:: Data under study ::

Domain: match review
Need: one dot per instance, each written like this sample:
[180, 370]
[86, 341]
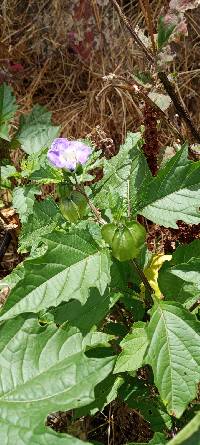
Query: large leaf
[35, 130]
[23, 200]
[43, 370]
[124, 174]
[44, 219]
[174, 194]
[190, 435]
[179, 279]
[8, 108]
[174, 354]
[88, 315]
[133, 347]
[71, 266]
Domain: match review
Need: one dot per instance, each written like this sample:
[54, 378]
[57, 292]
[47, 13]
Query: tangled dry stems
[34, 33]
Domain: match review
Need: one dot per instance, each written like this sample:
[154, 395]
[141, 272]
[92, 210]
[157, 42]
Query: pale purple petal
[68, 154]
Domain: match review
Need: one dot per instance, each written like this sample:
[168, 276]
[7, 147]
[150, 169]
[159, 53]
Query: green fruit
[73, 207]
[108, 231]
[125, 240]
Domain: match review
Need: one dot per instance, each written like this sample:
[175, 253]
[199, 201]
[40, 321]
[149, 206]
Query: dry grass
[34, 33]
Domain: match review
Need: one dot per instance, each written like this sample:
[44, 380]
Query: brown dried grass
[33, 33]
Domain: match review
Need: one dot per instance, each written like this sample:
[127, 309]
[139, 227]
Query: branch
[161, 74]
[149, 290]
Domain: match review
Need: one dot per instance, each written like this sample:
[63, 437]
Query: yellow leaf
[151, 273]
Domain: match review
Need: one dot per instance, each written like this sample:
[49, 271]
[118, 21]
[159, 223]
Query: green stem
[149, 291]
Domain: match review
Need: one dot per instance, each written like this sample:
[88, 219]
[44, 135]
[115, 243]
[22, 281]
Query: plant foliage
[63, 345]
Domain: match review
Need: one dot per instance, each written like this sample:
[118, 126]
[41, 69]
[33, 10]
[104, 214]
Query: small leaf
[174, 193]
[133, 347]
[138, 396]
[35, 130]
[44, 219]
[179, 279]
[163, 101]
[71, 266]
[174, 354]
[7, 171]
[189, 435]
[165, 30]
[8, 108]
[158, 439]
[23, 200]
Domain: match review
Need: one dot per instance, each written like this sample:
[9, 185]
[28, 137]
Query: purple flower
[68, 154]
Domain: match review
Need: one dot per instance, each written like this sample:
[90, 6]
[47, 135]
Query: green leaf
[44, 219]
[86, 316]
[179, 279]
[163, 101]
[8, 108]
[105, 392]
[43, 370]
[15, 276]
[174, 354]
[174, 193]
[124, 174]
[71, 266]
[7, 171]
[133, 347]
[35, 130]
[165, 30]
[37, 167]
[190, 435]
[138, 396]
[158, 439]
[23, 200]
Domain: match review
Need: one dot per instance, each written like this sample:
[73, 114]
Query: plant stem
[194, 305]
[149, 290]
[91, 205]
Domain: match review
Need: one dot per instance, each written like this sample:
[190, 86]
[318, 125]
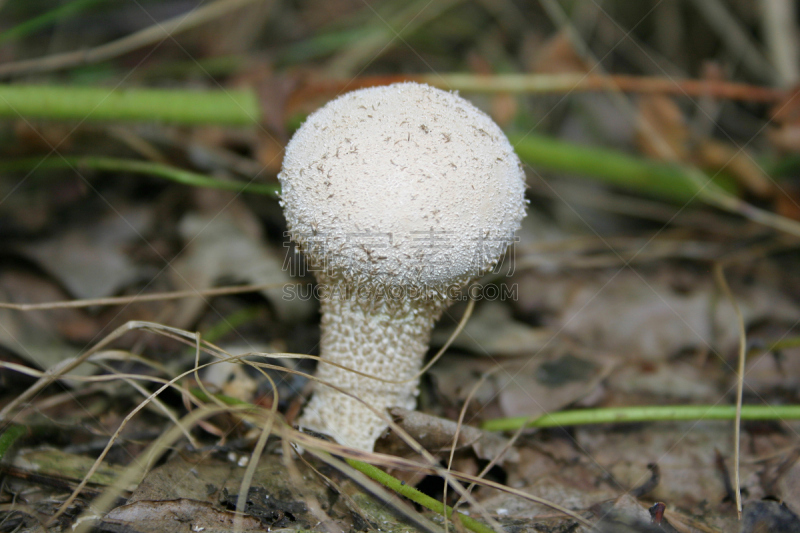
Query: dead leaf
[229, 244]
[92, 261]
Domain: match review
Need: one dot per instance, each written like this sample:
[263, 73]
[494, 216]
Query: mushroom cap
[405, 185]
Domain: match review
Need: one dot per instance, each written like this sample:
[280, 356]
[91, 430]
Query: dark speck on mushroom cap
[405, 184]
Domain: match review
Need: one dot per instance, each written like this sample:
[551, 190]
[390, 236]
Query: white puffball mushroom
[399, 196]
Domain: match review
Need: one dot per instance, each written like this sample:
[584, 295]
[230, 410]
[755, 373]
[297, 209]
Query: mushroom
[399, 196]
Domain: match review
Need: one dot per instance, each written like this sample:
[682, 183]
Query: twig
[779, 21]
[124, 300]
[736, 39]
[555, 84]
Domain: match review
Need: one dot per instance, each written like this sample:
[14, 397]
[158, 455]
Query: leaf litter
[609, 313]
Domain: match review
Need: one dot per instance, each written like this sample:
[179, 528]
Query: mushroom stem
[381, 337]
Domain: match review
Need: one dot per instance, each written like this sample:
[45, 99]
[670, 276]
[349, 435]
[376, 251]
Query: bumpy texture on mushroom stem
[379, 338]
[397, 195]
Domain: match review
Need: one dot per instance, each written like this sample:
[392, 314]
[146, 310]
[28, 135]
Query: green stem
[662, 180]
[233, 107]
[416, 496]
[46, 19]
[381, 477]
[669, 413]
[138, 167]
[241, 107]
[8, 437]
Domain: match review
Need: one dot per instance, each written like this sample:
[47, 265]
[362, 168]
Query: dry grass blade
[719, 275]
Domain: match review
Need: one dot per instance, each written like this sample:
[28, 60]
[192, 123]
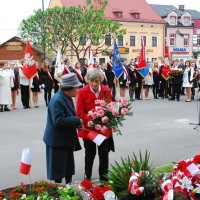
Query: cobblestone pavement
[158, 125]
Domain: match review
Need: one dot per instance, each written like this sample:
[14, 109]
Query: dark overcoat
[60, 136]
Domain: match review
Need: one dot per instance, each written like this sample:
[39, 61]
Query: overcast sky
[12, 12]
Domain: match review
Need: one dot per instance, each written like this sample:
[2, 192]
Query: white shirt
[22, 80]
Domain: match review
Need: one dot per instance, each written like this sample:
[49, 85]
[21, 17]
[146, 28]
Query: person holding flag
[27, 71]
[124, 79]
[86, 98]
[164, 74]
[47, 81]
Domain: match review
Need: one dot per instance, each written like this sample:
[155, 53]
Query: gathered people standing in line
[156, 79]
[86, 98]
[60, 135]
[36, 85]
[177, 82]
[148, 82]
[47, 81]
[14, 89]
[133, 79]
[124, 80]
[24, 86]
[6, 83]
[187, 80]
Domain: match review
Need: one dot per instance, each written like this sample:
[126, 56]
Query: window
[119, 14]
[145, 39]
[108, 40]
[198, 40]
[154, 41]
[172, 20]
[186, 21]
[102, 60]
[172, 39]
[83, 40]
[95, 40]
[120, 41]
[186, 40]
[132, 41]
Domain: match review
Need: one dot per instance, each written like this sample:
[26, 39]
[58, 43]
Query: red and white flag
[96, 137]
[166, 64]
[30, 70]
[26, 161]
[142, 57]
[90, 57]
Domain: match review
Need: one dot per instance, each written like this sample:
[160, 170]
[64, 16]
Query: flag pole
[30, 103]
[29, 175]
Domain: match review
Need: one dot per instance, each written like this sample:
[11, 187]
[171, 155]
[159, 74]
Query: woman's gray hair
[93, 73]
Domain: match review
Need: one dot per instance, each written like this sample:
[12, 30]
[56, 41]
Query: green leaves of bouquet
[119, 174]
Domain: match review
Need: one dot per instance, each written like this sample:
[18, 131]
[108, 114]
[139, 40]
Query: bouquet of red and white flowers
[110, 115]
[175, 73]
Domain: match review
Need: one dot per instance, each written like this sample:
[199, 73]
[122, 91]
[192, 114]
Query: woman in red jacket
[85, 102]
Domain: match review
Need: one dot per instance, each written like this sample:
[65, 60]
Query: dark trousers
[90, 153]
[47, 96]
[163, 88]
[176, 90]
[113, 91]
[137, 92]
[155, 90]
[25, 95]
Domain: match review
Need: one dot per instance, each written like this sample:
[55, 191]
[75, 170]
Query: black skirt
[60, 162]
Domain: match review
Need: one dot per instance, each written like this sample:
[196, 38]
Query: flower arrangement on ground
[95, 192]
[39, 190]
[173, 74]
[108, 115]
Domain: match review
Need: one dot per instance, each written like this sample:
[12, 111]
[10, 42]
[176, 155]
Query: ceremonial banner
[30, 70]
[90, 57]
[26, 162]
[143, 72]
[166, 64]
[142, 57]
[116, 62]
[59, 67]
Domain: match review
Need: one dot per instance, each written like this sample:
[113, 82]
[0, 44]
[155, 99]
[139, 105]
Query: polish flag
[90, 57]
[96, 137]
[26, 162]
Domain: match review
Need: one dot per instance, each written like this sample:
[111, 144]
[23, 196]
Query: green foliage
[66, 25]
[119, 174]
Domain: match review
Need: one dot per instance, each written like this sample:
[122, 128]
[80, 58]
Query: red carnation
[181, 165]
[196, 159]
[86, 184]
[98, 193]
[107, 188]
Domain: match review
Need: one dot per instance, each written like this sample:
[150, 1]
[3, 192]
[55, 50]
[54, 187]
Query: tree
[76, 28]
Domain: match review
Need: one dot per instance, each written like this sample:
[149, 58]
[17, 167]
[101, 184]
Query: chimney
[181, 7]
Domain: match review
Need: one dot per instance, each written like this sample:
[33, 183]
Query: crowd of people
[131, 80]
[66, 123]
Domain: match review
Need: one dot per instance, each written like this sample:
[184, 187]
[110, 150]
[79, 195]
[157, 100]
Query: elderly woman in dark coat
[60, 135]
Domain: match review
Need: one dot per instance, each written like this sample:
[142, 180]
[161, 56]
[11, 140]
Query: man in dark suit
[60, 134]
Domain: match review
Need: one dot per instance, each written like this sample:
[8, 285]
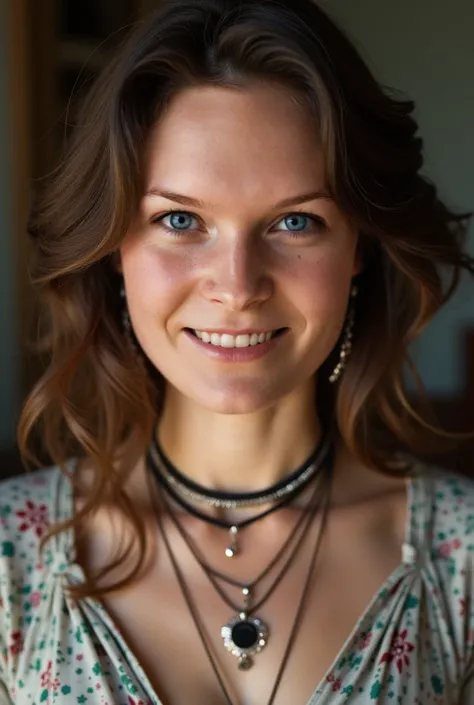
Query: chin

:::

What needs to be done:
Please copy exactly the lines from the one containing "Query: crowd of people" through the last line of the records, both ends included, and leave out any pictures.

Exercise output:
Query: crowd of people
[131, 80]
[66, 123]
Domain: match review
Need: one dot per instance, each written like this sample:
[184, 187]
[110, 150]
[79, 195]
[157, 100]
Query: elderly woman in dark coat
[60, 135]
Domain: match review
Need: one dot per instance, each written like this sample:
[142, 180]
[161, 56]
[11, 140]
Query: man in dark suit
[60, 134]
Domain: match review
Need: one dot per instance, each written like this sample:
[8, 285]
Query: chin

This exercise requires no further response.